[THE REQUEST]: Leaving out the pictures, please retype each record exactly.

Collected data entries:
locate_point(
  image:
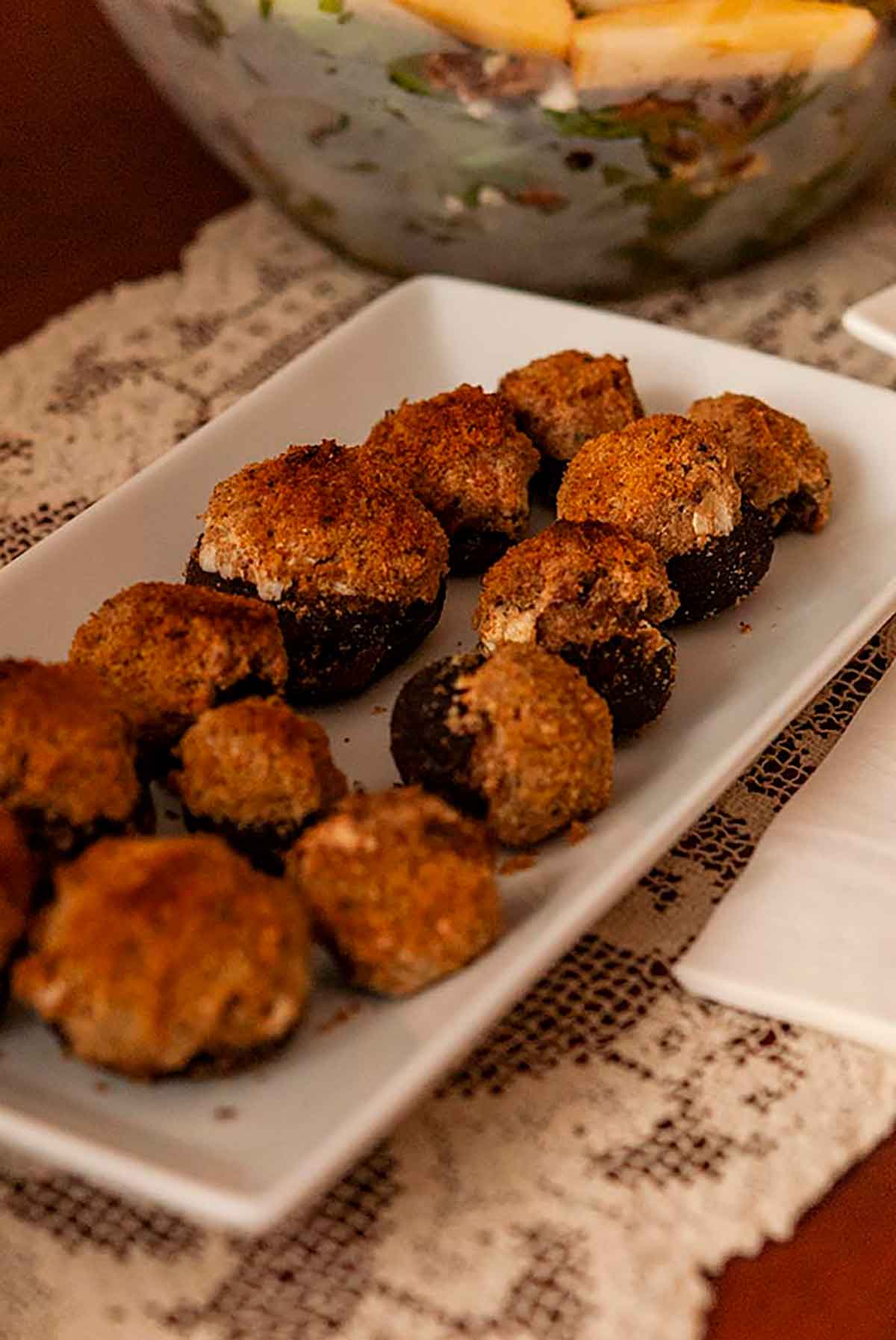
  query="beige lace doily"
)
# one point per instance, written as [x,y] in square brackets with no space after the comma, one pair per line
[612,1139]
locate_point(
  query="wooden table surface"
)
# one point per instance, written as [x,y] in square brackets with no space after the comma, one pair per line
[99,182]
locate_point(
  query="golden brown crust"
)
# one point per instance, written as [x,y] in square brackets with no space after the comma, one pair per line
[543,749]
[66,745]
[18,877]
[773,456]
[582,583]
[160,950]
[665,477]
[173,649]
[401,884]
[258,761]
[570,397]
[318,521]
[462,455]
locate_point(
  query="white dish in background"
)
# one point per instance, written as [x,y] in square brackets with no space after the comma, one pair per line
[874,320]
[307,1114]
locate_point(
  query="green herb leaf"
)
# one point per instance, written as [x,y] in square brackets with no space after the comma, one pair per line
[408,74]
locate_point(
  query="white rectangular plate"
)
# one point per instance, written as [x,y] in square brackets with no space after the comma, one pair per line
[305,1115]
[874,320]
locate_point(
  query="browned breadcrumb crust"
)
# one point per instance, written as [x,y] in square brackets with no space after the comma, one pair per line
[161,950]
[317,520]
[462,456]
[570,397]
[402,887]
[665,477]
[66,744]
[173,649]
[580,583]
[543,749]
[258,761]
[774,459]
[18,877]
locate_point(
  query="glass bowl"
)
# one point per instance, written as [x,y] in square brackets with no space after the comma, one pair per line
[572,148]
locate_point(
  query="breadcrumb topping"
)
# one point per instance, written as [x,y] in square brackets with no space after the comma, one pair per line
[173,649]
[665,477]
[317,520]
[582,583]
[462,455]
[258,761]
[401,884]
[161,949]
[570,397]
[774,459]
[66,744]
[543,749]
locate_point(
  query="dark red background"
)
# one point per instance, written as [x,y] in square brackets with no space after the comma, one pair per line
[99,182]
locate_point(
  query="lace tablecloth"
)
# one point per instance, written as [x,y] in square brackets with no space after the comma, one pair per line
[612,1139]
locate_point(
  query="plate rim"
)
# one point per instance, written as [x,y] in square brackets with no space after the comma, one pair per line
[253,1209]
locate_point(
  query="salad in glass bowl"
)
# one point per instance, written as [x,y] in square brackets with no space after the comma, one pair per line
[573,146]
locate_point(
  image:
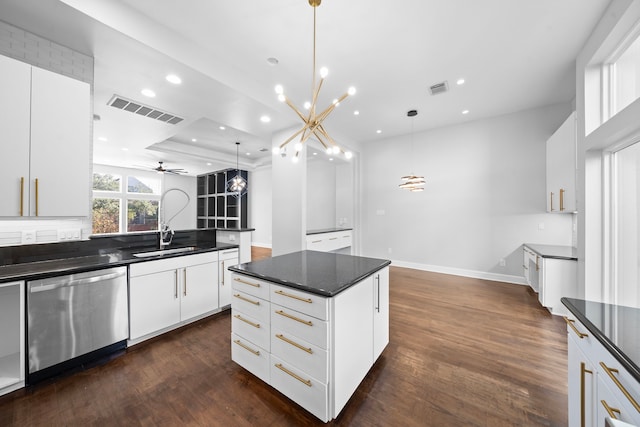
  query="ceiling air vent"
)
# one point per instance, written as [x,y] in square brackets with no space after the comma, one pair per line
[144,110]
[439,88]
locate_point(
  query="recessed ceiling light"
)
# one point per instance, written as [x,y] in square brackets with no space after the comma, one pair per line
[172,78]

[EXERCISE RESULT]:
locate_point(
  image:
  query="beige lace doily"
)
# one point per instance, written as [x,y] in square brackets with no space after the comma, one pair per line
[612,1139]
locate_point(
  query="wooden table surface"
)
# one point per instance, written as [x,y] in square brackets with no space after the comma, one pair per line
[99,182]
locate_point(
  query="golden brown crust"
)
# one point per instance, written as [x,y] in square brackets with no space after the comma, one pair per line
[543,749]
[66,745]
[18,877]
[773,456]
[582,583]
[160,950]
[665,477]
[173,649]
[401,884]
[258,761]
[570,397]
[318,521]
[462,455]
locate_point(
  query="white dish in background"
)
# one point per instance, written as [x,y] in square brackets with no space after the comma, one pair per line
[874,320]
[307,1114]
locate_point(
  query="green herb leaf"
)
# one point per instance, written as [x,y] in square brackets with no space after the comma, one pair per line
[408,74]
locate_point(
  query="white rectangular plate"
)
# one point per instance, written as [x,y] in square brackets with no space after the comma, one pair per line
[305,1115]
[874,320]
locate_point(
  query="browned breadcrumb crust"
)
# one point per instance, written as [x,y] in square brackets with no space after the comma, one pair per line
[161,950]
[317,520]
[462,456]
[570,397]
[402,887]
[665,477]
[66,744]
[173,649]
[580,583]
[543,749]
[258,761]
[774,459]
[18,877]
locate_point(
  query="glass bowl"
)
# one point per instance, written as [x,y] in square brackets with no space after the comma, one pair per line
[572,148]
locate_point(
  query="breadcrumb topping"
)
# one point per instance, written as [x,y] in square brackets with no space after the comma, one pair per line
[173,649]
[665,477]
[317,520]
[582,583]
[462,455]
[258,761]
[401,884]
[161,949]
[570,397]
[774,459]
[66,744]
[543,749]
locate_point(
  query="dark red background"
)
# one point per instance, written as [x,y] in square brackets with no space after the comma, one pair per line
[99,182]
locate_point(
  query="lace tablecloth"
)
# one point per instance, written as [x,y] in square brackets with no space after the comma, one pair per line
[612,1139]
locate_point(
  query="plate rim"
)
# one point per instance, written as [x,y] in square brackets with no space after the comma, one pair per line
[253,1209]
locate_point(
  query="salad in glass bowl"
)
# one point per instance, written as [x,y] in square brackets with no space after the comma, one pair per line
[573,146]
locate_point(
  image:
  query="ceiling air vent"
)
# one point per instance, written as [x,y] in square brackets with no space after the comma, one pair per line
[144,110]
[439,88]
locate_point(
  query="recessed ceiling light"
)
# one point per instance, written as [x,y] in square brackets with no space after the comma, one pair per line
[172,78]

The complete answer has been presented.